If there is a silver lining for power engineers and contractors,
it's in the pollution-control retrofit market. One consultant
predicts the U.S. flue-gas desulfurization market will top
$20 billion over the next decade. That may be high, but even
the most bearish analysts peg the market at $13 billion to
$14 billion.
As long as powerplants burn coal,
there will be a market for scrubbers to remove sulfur dioxide
(SO2 ) and other emissions controls. The U.S. Environmental
Protection Agency reports that coal will continue as the predominant
energy source for the next 20 years. Coal use will continue
to grow, although not at the same rate as natural gas, says
Jeffrey Holmstead, EPA's assistant administrator for air and
radiation. New powerplants are more likely to be fueled by
cheaper, cleaner burning natural gas, and renewables, he says.
Coal currently fuels about 50%
of U.S. generation. President Bush's pollution control policy,
the so-called Clear Skies proposal, shows coal will still
be smoking through 2020, but will slip a few percentage points
as new gas capacity comes on line.
Clear Skies would fit best available
control technology (BACT) on about 85% of coal burning capacity
by 2020. As the program's emissions caps phase in, bigger
powerplants would install scrubbers and other controls to
limit emissions of oxides of nitrogen (NOX) and other pollutants
in the first few years. By 2020 almost every plant bigger
than 200 Mw will have controls, he says. "If you're looking
at (SO2 ) or NOx, you're going to put in the most expensive,
but most efficient, technology at the largest emitter,"
says William Spangle, vice president for services at the Washington
Group Inc.'s Princeton, N.J., power division.
Clear Skies, reintroduced in the
House and Senate in late February, would reduce emissions
of nitrogen oxides, sulfur dioxide and mercury using a market-based,
cap-and-trade approach. Holmstead says EPA is "optimistic"
that Congress will pass a multipollutant bill "this year
or early next year."
Clear Skies' opponentsboth
Democrats and some moderate Republicansare also pushing
for curbs on carbon dioxide. One such measure is sponsored
by Sen. James M. Jeffords (I-Vt.), the senior minority member
on the Environment and Public Works Committee. He calls the
Clear Skies plan "corporate regulatory relief."
Jeffords cites evidence that "more people are dying from
powerplant pollution every year than from homicides or drunk-driving
accidents."
Many environmental groups also
believe Clear Skies does not go far enough. Clear Skies "is
not a realistic option," says David McIntosh, an attorney
specializing in clean air issues for the Natural Resources
Defense Council, Washington, D.C. Sooner or later, carbon
dioxide emissions will be regulated, NRDC says. The message
to powerplant owners and operators: Negotiating emissions
caps will be more productive than spending time and money
to lobby against regulation.
EPA's order for states to execute
their State Implementation Plans (SIP) accounts for "the
vast majority of demand for [selective catalytic reduction
technology]," says Carl Weilert, air-pollution control
manager for Burns & McDonnell, Kansas City. SCR technology
injects ammonia into flue gas, and passes through a catalyst
where NOx and ammonia react to form nitrogen and water vapor.
"There's a lot of SCRs under construction," probably
more than 150, he estimates. Existing compliance deadlines
are May 2004, but Clear Skies would extend the SCR boom because
the bill calls for further NOx reductions beyond 2008, notes
Robert Giglio, director of Livingston, N.J.-based Foster Wheeler
Corp.'s research center.

#### [DATA SHOWN]
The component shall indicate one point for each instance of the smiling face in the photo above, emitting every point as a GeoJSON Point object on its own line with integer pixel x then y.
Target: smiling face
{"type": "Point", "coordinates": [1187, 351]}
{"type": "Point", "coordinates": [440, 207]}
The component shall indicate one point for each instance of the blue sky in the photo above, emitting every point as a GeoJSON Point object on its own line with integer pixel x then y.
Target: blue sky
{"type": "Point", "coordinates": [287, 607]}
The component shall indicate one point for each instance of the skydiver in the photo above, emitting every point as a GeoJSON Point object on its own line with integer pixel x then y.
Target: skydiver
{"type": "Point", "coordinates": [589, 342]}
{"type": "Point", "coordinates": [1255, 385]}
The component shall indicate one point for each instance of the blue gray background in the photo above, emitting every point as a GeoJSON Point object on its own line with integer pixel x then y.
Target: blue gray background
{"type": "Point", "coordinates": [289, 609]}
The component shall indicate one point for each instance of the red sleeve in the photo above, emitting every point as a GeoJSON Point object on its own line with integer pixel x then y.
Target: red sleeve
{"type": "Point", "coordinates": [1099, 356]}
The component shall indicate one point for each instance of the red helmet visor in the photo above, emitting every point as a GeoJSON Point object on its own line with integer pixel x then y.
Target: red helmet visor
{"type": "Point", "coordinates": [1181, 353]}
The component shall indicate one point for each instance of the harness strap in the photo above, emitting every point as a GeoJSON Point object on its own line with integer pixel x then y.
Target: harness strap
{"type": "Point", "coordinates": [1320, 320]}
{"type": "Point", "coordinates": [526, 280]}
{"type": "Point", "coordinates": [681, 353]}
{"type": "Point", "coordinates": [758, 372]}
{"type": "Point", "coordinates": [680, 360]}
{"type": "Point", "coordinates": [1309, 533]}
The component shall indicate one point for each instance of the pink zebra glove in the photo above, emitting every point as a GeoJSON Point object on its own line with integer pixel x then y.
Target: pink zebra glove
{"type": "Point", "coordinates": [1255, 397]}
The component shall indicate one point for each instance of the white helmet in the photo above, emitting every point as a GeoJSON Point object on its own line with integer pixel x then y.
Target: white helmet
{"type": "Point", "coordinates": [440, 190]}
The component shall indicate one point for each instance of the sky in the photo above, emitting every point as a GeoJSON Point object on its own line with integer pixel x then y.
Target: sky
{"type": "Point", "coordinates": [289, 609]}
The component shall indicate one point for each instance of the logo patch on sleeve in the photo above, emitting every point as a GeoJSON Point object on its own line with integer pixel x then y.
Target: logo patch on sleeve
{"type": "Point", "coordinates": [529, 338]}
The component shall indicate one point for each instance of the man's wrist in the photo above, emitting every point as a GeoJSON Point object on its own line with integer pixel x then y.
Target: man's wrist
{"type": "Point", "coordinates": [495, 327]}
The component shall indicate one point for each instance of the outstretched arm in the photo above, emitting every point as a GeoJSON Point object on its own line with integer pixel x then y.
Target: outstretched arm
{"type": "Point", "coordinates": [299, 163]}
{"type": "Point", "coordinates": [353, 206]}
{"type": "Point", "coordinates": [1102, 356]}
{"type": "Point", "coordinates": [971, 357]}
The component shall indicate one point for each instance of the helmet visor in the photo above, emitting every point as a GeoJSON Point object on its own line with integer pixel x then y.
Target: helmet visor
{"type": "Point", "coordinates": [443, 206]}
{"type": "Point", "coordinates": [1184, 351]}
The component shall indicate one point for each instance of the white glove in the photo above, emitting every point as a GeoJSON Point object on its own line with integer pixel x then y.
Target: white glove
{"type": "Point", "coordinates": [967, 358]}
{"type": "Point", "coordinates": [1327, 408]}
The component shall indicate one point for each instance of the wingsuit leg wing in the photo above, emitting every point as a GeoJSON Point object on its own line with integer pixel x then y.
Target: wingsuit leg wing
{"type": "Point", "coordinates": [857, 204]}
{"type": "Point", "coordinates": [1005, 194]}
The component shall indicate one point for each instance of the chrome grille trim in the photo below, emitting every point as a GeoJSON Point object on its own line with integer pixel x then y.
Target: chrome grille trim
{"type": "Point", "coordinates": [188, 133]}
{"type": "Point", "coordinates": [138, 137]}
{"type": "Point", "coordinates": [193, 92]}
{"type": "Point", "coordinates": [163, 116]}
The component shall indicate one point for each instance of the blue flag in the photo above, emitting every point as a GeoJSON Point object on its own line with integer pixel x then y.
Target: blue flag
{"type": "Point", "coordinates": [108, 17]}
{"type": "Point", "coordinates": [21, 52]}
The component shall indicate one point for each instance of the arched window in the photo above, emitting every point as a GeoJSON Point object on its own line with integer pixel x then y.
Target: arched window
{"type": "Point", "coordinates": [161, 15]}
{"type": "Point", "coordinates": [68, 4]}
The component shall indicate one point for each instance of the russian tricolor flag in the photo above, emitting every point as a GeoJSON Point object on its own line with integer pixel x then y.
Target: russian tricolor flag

#### [TO BE DONE]
**A)** List every person the article on the pollution-control retrofit market identifies by name.
**B)** Select each line of the listing that contains the string "window". Case counts.
The listing has no connection to the article on the pollution-control retrofit market.

#### [THE RESPONSES]
**A)**
- Jeffrey Holmstead
- President Bush
- William Spangle
- James M. Jeffords
- David McIntosh
- Carl Weilert
- Robert Giglio

**B)**
The component shall indicate one point for each instance of the arched window in the photo above, emitting every point as a GeoJSON Point object on its own line with integer pixel x then y.
Target: arched window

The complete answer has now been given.